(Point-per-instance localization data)
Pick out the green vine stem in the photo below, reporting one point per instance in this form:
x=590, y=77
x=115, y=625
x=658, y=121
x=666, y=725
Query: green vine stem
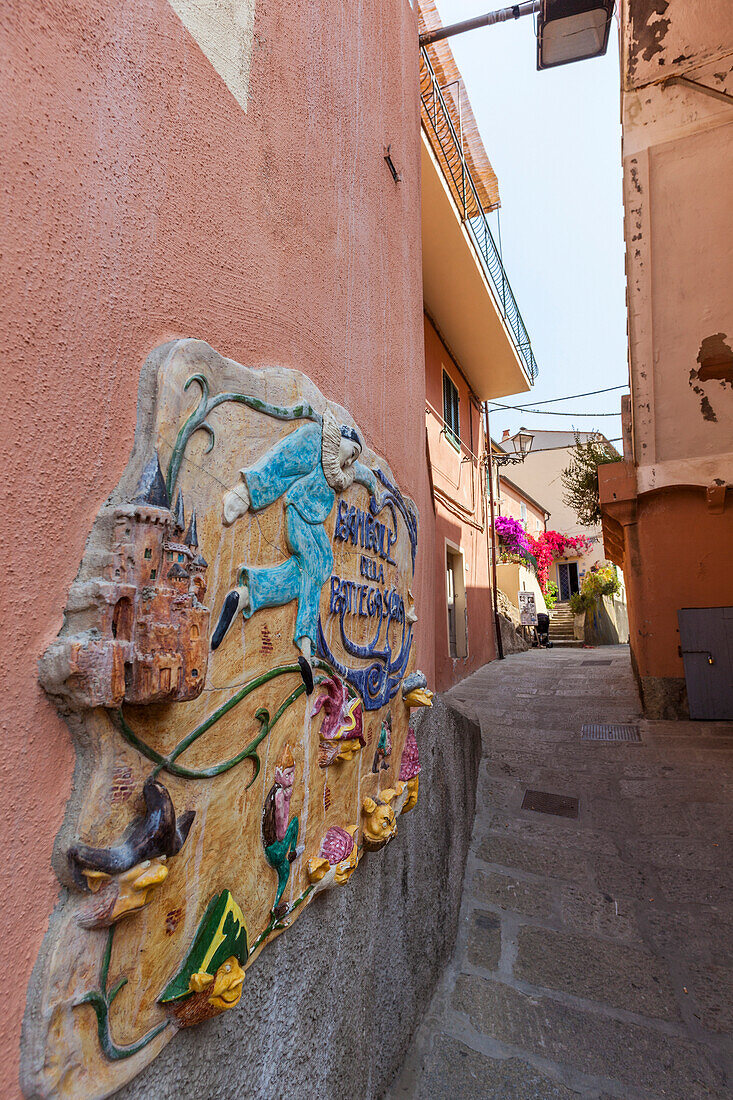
x=101, y=1000
x=277, y=923
x=197, y=420
x=266, y=724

ACTIVITY:
No pictures should appear in the copy. Print exactly the lines above from the line containing "x=115, y=625" through the last line of the data.

TASK SOLUTION:
x=115, y=625
x=658, y=121
x=666, y=725
Query: green vine stem
x=101, y=1000
x=277, y=923
x=197, y=420
x=266, y=724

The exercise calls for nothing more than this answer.